▶ [DOCUMENT TEXT]:
Monday, August 07, 2017

Book Review: Wages of Rebellion

I recently completed the book Wages of Rebellion:  The Moral Imperative of Revolt by Chris Hedges.  He is a Pulitzer Prize winning author and this particular book is quite interesting.

The book is provocative and Mr. Hedges is obviously a radical thinker in the sense that he not only believes the status quo is untenable but that we should be actively working to replace it.

The basic premise of the book is "the disasterous economic and political experiment that attempted to organize human behaviour around the dictates of the global marketplace have failed".  Instead of creating wealth for all as promised the global marketplace has created a "tiny global oligarchy which has amassed obscene wealth".  As a result of this situation there is a great deal of anger and unrest percolating below the surface, amongst ordinary citizens, which is one economic, political or natural disaster way from creating a level of unrest and instability sufficient to create the conditions for revolution.

He goes on to argue that the usual tools and mechanisms that can be used by ordinary people to keep the oligarchy in check, such as the courts and the government, have been completely co-opted to serve the new economic and political system of Corporatism and the oligarchy.  As well, he argues that this is not new and that it has been happening for most of the last century.

▶ [SOURCE EXCERPT]:
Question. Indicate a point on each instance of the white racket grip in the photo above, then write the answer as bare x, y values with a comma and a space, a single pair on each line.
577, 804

▶ [WHAT YOU NEED TO DO]: Reproduce the passage of the book review starting with "Book Review: Wages" and going on through "to replace it.", word for word. Work only from the book review and leave the material aside.

▶ [ANSWER BELOW]:
Book Review: Wages of Rebellion

I recently completed the book Wages of Rebellion:  The Moral Imperative of Revolt by Chris Hedges.  He is a Pulitzer Prize winning author and this particular book is quite interesting.

The book is provocative and Mr. Hedges is obviously a radical thinker in the sense that he not only believes the status quo is untenable but that we should be actively working to replace it.